##### DATA FOR THE TASK #####

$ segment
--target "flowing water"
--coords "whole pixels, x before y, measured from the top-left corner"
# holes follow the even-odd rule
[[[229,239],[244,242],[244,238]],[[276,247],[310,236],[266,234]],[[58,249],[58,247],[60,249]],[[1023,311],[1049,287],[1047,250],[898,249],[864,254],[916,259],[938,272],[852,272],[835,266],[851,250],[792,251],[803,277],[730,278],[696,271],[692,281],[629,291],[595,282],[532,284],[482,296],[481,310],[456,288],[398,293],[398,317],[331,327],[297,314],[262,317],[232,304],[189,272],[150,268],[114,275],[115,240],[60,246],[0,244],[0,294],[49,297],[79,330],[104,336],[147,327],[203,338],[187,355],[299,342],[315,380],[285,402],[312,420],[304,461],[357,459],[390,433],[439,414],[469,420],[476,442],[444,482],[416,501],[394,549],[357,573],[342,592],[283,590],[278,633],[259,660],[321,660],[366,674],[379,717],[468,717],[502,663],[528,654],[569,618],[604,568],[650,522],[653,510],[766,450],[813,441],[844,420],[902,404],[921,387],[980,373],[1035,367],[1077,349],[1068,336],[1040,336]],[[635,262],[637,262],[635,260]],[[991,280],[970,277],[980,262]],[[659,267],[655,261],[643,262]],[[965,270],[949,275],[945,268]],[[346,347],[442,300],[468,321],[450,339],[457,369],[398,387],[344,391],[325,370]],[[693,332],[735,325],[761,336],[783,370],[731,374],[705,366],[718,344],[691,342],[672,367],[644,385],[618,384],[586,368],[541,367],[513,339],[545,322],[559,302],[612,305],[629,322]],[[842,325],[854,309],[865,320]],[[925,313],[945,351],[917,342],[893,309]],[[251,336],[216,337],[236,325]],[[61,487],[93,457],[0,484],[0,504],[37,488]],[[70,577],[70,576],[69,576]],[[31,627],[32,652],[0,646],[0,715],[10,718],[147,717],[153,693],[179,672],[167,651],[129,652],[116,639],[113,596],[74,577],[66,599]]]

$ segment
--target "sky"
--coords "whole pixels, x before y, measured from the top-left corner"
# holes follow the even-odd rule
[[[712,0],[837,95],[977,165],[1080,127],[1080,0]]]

#####
##### DATA FOR THE TASK #####

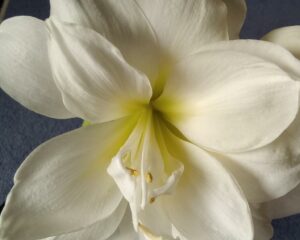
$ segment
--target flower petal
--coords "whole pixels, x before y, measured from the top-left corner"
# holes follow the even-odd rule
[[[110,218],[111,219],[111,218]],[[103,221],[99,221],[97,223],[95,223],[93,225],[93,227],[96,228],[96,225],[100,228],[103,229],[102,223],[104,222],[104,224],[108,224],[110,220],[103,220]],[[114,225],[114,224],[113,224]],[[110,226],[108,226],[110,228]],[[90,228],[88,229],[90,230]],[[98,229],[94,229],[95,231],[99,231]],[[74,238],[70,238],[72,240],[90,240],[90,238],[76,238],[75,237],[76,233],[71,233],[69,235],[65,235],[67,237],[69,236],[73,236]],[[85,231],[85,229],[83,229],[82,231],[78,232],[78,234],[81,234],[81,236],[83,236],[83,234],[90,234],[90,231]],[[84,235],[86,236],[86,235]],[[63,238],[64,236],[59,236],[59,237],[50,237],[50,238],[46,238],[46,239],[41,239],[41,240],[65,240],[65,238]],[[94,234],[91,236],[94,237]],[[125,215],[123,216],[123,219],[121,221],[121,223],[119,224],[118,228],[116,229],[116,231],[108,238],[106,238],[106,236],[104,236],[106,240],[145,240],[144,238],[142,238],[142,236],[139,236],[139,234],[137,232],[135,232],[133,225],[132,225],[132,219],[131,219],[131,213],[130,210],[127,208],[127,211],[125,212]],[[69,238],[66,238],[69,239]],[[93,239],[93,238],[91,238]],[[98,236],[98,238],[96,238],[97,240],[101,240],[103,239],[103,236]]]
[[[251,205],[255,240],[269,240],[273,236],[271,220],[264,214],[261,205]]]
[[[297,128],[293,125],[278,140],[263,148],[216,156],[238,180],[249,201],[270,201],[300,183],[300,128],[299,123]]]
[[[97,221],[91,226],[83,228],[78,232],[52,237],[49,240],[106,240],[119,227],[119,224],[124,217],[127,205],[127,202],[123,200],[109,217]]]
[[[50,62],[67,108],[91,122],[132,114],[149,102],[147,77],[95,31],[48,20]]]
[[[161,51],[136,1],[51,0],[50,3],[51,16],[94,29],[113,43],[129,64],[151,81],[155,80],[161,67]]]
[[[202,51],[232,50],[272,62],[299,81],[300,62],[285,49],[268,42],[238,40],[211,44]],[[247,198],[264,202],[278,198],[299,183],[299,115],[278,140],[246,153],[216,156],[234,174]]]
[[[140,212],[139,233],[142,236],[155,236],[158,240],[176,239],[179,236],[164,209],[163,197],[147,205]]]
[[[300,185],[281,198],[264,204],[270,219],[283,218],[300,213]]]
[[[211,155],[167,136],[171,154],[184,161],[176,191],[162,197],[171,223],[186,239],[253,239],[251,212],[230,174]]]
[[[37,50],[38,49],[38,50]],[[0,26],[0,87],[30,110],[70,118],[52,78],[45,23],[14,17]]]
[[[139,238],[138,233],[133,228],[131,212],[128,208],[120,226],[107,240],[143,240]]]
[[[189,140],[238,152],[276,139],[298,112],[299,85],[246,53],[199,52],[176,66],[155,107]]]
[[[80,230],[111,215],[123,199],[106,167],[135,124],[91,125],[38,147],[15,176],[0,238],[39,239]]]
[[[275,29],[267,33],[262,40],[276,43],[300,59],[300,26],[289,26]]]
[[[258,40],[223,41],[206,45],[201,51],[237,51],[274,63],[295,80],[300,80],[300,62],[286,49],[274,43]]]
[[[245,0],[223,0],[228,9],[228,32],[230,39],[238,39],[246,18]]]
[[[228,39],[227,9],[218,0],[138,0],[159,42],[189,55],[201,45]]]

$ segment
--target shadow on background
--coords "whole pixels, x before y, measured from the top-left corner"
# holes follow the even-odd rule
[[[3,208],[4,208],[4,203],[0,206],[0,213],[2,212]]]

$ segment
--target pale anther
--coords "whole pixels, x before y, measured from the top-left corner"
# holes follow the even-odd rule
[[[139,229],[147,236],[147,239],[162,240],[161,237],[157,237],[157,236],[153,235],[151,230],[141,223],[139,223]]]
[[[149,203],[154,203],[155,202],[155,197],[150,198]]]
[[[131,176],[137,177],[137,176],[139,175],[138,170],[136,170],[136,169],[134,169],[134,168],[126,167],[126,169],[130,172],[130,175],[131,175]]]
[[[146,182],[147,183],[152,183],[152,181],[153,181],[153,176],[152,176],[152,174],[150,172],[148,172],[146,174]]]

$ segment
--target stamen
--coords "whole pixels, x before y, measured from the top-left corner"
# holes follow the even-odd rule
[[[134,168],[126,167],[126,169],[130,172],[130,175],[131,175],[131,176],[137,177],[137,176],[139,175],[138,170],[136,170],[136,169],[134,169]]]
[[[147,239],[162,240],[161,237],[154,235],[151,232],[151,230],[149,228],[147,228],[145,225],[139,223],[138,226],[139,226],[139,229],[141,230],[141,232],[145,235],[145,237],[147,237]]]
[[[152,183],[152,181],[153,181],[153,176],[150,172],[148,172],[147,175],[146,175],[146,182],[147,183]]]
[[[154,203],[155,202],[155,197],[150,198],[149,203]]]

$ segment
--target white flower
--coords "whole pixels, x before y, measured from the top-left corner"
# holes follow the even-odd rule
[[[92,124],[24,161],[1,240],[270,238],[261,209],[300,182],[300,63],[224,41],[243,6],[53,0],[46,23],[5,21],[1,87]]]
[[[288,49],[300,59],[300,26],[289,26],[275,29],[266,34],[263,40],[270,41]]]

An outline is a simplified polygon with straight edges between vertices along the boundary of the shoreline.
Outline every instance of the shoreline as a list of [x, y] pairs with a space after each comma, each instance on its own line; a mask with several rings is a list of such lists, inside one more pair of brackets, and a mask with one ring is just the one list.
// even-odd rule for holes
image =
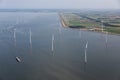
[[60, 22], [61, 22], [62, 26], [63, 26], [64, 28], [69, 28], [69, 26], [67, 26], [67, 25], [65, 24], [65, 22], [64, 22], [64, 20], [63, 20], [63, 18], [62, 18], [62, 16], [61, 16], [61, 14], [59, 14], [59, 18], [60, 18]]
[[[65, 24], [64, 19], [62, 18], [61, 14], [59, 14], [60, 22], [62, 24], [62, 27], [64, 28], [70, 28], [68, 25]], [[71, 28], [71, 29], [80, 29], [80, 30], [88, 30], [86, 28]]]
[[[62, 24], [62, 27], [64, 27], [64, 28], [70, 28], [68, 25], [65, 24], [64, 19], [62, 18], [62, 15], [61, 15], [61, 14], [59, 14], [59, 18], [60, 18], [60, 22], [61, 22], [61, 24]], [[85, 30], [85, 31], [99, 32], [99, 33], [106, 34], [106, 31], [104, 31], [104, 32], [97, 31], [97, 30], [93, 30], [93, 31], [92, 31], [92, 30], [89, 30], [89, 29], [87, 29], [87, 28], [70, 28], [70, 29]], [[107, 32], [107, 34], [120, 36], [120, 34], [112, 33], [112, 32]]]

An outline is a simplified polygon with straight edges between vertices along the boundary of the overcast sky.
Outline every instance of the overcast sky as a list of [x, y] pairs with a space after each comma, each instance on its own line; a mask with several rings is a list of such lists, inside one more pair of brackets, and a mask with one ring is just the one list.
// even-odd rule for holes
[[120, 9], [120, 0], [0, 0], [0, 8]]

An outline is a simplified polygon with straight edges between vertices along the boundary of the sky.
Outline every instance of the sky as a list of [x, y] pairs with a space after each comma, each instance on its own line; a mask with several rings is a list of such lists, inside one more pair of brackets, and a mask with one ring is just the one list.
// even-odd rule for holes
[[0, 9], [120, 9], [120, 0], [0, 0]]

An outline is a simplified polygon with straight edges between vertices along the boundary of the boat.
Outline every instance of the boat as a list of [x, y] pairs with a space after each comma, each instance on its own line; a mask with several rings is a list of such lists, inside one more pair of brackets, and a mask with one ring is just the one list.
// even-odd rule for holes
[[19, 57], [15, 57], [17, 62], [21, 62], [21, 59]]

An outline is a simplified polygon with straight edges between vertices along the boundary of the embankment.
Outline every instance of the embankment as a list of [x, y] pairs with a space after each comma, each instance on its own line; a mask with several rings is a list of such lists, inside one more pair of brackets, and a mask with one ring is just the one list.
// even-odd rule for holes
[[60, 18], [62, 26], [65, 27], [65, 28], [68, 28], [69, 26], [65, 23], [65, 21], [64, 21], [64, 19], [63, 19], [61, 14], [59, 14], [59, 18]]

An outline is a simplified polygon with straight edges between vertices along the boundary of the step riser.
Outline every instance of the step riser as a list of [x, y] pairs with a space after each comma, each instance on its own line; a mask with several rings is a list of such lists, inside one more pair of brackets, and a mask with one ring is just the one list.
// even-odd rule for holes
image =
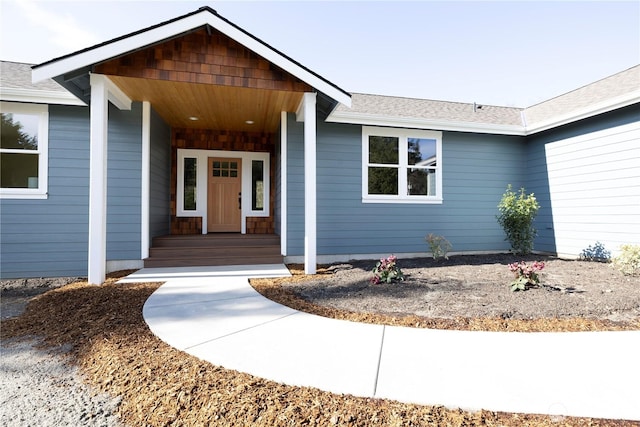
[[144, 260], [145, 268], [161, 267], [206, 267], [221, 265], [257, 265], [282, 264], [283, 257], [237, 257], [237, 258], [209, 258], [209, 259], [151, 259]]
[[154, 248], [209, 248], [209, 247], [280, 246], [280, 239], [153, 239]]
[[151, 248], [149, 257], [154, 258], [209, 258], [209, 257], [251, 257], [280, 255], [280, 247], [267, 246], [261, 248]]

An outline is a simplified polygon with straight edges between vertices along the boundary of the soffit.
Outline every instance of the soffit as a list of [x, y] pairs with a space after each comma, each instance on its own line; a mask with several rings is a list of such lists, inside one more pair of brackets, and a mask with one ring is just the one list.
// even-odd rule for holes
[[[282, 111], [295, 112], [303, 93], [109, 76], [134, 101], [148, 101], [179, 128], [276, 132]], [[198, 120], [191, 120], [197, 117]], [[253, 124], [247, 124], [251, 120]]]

#####

> [ASSIGNED TASK] The count of lines in the records above holding the word "step" should be reported as a number, with nothing added.

> [RESPONSE TO THIS TASK] 2